▶ _What to do_
Render the rows below as a JSON list of strings, one per line, and leave out any blank lines.
########################################
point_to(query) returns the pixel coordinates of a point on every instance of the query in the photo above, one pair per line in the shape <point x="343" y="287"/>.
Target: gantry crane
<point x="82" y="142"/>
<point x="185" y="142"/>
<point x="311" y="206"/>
########################################
▶ _Solved problem_
[
  "point_to(query) returns the pixel coordinates of a point on every instance of the query in the photo above, one pair per line in the shape <point x=\"343\" y=\"287\"/>.",
  "Target: gantry crane",
  "<point x=\"82\" y=\"142\"/>",
  "<point x=\"185\" y=\"142\"/>",
  "<point x=\"311\" y=\"206\"/>"
]